This post is Part II of our series on working with data in R (you can find Part I here).
Next Steps
In this post, we will continue to learn about data classes in R, such as Vectors, Factors, Matrices and Data Frames. We will also look at a number of ways in which data can be loaded – or “read in” to R for analysis. Enjoy!
Assigning Objects: Vectors
When we left off on Part I of this series, we had just created a new object by “assigning” values we had specified to it. For example:
vec <- c(2, 4, 6, 8, 10)
The code above creates a new object in our R environment called ‘vec’ which consists of the values 2, 4, 6, 8, and 10. In R, this object is known as a vector. Specifically, a numeric vector since it contains numbers as opposed to characters, etc.
We can call this object by name within a variety of basic R functions to learn more about it:
class(vec) # What data class does it belong to?
## [1] "numeric"
str(vec) # What is its "structure"?
## num [1:5] 2 4 6 8 10
sum(vec) # What is the sum of its values?
## [1] 30
mean(vec) # What is the mean of its values?
## [1] 6
summary(vec) # Displays basic information, such as a variable's distribution characteristics
## Min. 1st Qu. Median Mean 3rd Qu. Max.
## 2 4 6 6 8 10
Character Vectors
Of course, vectors don’t need to be numeric, we can also create character vectors using a variation on the code above:
w <- c("a", "b", "c", "d")
class(w)
## [1] "character"
w
## [1] "a" "b" "c" "d"
Lists
We can also create a special kind of vector called a list, comprised of elements from different data classes (see Part I of this series for a review of data classes in R). Below is an example of a list containing numeric and character data:
x <- list(1, 2, 3, 4, "a")
class(x)
## [1] "list"
x
## [[1]]
## [1] 1
##
## [[2]]
## [1] 2
##
## [[3]]
## [1] 3
##
## [[4]]
## [1] 4
##
## [[5]]
## [1] "a"
Factors
Another special kind of vector in R is the factor. Factor variables are used to represent categorical data and can be ordered or unordered in nature. Factors allow R to make important distinctions and treat categorical data (such as Male/Female, Smoker/Non-Smoker, etc) properly in a wide variety of analytical procedures. In R, factors can be thought of as integer variables where each integer has a label.

(Dataset records)
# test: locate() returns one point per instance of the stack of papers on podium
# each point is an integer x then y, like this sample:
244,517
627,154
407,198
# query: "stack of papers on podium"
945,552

Directive —
Using the post on data classes in R, answer each item on its own line:
(a) What values make up the object called 'vec'?
(b) What does class(w) return for the vector w?
(c) How does the post say factors in R can be thought of?
This material was taken from a separate source.

Answer to this problem —
(a) 2, 4, 6, 8, and 10
(b) "character"
(c) As integer variables where each integer has a label